### Aim
Reproduce the complete listing without any deviation.

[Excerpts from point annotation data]

* * *

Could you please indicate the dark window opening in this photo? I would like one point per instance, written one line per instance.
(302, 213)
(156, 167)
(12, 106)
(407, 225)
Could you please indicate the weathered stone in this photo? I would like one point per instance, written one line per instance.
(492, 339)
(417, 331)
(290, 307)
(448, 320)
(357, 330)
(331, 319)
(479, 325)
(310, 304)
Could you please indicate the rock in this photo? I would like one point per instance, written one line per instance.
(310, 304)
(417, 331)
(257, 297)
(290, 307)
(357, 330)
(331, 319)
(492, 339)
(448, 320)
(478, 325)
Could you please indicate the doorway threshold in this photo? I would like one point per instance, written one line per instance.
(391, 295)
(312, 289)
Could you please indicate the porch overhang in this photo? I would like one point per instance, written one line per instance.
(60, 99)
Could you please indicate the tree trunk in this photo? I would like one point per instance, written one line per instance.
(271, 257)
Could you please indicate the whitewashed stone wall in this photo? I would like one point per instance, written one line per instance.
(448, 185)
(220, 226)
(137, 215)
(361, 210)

* * *

### In response
Could you please indicate the dark window opening in this photo? I would like one point per instance, written one line per instance.
(302, 213)
(156, 167)
(12, 106)
(407, 225)
Could you please indicate the weathered stone in this photo? I would like one point per instance, written one line per instance.
(492, 339)
(417, 331)
(290, 307)
(448, 320)
(357, 330)
(331, 319)
(479, 325)
(310, 304)
Could you please indicate the rock in this photo? I would like one point per instance, written one line per instance.
(310, 304)
(417, 331)
(257, 297)
(290, 307)
(357, 330)
(331, 319)
(492, 339)
(448, 320)
(478, 325)
Could you please indicate the doorway threshold in this photo? I would like one point per instance, written one line per instance.
(391, 295)
(312, 289)
Could you please indicate the porch overhang in this photo? I would like one point per instance, written one line per instance.
(60, 99)
Could you please indicate the tree trunk in this photo? I would like one point per instance, written one line per instance.
(271, 257)
Could you please indicate the whitewashed stone wall in this photo? I would like one point per instance, written one line per instance.
(448, 185)
(220, 226)
(137, 215)
(361, 210)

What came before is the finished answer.